Only the lines from the one containing "point: person in background" to the end of the entries should be written out, each exactly as it stands, both ends included.

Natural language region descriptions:
= Beginning of Section =
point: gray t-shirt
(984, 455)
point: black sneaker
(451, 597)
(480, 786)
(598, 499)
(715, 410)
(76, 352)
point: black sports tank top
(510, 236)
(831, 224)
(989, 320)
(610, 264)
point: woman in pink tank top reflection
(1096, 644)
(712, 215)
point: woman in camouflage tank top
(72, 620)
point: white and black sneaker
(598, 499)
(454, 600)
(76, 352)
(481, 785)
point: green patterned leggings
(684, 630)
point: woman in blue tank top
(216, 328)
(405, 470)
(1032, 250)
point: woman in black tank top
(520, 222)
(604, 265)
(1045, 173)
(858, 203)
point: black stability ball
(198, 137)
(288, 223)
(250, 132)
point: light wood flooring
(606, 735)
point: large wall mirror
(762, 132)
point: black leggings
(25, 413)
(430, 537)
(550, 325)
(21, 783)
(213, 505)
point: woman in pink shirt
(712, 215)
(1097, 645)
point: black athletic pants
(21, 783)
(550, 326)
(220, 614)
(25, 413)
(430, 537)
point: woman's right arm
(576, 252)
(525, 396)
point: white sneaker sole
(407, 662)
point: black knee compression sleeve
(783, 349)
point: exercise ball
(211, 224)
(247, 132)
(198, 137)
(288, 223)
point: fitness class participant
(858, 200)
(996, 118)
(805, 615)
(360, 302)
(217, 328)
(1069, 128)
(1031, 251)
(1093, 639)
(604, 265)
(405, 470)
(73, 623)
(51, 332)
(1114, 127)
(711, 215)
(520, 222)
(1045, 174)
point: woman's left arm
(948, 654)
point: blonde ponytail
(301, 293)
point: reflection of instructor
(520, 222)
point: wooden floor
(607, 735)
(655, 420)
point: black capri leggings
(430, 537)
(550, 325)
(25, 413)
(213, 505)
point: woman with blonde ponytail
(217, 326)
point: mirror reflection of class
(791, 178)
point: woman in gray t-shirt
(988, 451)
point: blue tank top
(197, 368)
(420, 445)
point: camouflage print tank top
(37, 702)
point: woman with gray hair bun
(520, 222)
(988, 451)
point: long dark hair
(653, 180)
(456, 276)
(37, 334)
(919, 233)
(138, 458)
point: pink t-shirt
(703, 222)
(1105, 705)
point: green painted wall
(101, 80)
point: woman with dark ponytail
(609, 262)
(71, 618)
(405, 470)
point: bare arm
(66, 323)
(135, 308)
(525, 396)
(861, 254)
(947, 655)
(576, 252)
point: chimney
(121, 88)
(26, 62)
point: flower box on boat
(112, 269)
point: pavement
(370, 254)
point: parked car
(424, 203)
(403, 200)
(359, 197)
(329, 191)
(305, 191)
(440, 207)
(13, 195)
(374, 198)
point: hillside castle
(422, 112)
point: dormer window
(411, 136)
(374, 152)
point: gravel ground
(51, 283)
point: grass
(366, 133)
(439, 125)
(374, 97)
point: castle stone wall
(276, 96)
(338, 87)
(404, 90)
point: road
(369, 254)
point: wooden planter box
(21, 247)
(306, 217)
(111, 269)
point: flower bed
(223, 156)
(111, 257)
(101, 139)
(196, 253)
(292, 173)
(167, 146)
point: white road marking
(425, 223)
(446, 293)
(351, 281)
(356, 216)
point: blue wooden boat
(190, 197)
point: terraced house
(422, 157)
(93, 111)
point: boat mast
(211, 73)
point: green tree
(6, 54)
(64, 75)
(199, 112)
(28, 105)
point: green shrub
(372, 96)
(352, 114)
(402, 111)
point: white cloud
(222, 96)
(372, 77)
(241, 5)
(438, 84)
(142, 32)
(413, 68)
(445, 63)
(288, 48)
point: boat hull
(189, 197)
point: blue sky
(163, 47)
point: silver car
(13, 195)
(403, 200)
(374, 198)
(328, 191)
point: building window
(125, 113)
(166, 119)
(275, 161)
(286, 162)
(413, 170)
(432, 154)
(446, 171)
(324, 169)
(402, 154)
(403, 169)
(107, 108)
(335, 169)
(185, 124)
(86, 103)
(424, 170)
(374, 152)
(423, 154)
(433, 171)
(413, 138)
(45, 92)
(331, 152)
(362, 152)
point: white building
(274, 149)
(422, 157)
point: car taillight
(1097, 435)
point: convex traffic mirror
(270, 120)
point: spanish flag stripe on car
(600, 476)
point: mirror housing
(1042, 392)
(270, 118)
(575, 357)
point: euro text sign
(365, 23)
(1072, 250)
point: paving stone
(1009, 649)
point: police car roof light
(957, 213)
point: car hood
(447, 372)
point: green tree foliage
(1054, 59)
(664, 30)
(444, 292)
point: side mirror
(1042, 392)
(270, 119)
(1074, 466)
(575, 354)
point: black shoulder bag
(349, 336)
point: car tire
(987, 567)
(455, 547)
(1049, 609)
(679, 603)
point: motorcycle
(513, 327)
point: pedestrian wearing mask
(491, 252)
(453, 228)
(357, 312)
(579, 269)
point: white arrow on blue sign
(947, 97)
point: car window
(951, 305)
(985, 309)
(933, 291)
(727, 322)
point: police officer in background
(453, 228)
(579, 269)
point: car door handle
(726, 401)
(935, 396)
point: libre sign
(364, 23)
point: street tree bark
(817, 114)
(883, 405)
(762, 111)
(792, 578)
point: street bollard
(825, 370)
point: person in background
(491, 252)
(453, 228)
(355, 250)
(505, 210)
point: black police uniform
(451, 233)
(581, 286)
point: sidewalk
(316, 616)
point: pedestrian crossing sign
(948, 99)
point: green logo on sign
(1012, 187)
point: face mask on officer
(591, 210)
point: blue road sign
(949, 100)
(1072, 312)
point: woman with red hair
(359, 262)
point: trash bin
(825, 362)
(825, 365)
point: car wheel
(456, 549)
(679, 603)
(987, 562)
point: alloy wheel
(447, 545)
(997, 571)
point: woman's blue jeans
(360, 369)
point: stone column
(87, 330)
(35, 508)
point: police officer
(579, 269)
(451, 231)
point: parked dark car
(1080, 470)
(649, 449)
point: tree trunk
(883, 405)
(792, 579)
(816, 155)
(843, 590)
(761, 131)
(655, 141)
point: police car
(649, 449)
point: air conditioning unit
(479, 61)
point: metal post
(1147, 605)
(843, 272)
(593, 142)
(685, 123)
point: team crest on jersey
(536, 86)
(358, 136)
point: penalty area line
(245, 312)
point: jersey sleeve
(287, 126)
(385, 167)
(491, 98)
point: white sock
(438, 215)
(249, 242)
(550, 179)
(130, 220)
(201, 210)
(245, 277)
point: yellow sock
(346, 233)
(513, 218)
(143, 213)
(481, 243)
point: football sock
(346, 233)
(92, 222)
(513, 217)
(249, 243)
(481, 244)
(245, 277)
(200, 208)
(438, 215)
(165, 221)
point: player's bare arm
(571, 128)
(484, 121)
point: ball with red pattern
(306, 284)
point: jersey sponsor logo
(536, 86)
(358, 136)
= End of Section =
### RESULT OF THE TASK:
point: person in background
(491, 252)
(453, 228)
(355, 250)
(505, 210)
point: black police uniform
(451, 233)
(581, 286)
point: sidewalk
(316, 616)
point: pedestrian crossing sign
(948, 99)
point: green logo on sign
(1012, 187)
point: face mask on officer
(591, 210)
point: blue road sign
(949, 100)
(1072, 312)
point: woman with red hair
(359, 262)
point: trash bin
(825, 362)
(825, 365)
point: car wheel
(456, 549)
(679, 603)
(987, 562)
point: alloy wheel
(447, 545)
(997, 571)
point: woman's blue jeans
(360, 369)
point: stone column
(87, 330)
(35, 508)
point: police officer
(579, 269)
(451, 231)
point: parked dark car
(1080, 470)
(649, 449)
point: tree trunk
(883, 405)
(792, 579)
(816, 155)
(843, 590)
(761, 131)
(655, 141)
point: police car
(649, 449)
point: air conditioning unit
(479, 61)
point: metal post
(1147, 605)
(843, 272)
(593, 142)
(685, 123)
point: team crest on jersey
(536, 86)
(358, 136)
point: penalty area line
(245, 312)
point: jersey sleeve
(287, 126)
(385, 167)
(491, 98)
point: white sock
(438, 215)
(249, 242)
(550, 179)
(130, 220)
(201, 210)
(245, 277)
point: yellow sock
(346, 233)
(513, 218)
(143, 213)
(481, 243)
point: football sock
(346, 233)
(92, 222)
(513, 217)
(249, 243)
(481, 244)
(245, 277)
(200, 208)
(438, 215)
(165, 221)
point: player's bare arm
(571, 128)
(484, 121)
point: ball with red pattern
(306, 284)
point: jersey sponsor logo
(536, 86)
(358, 136)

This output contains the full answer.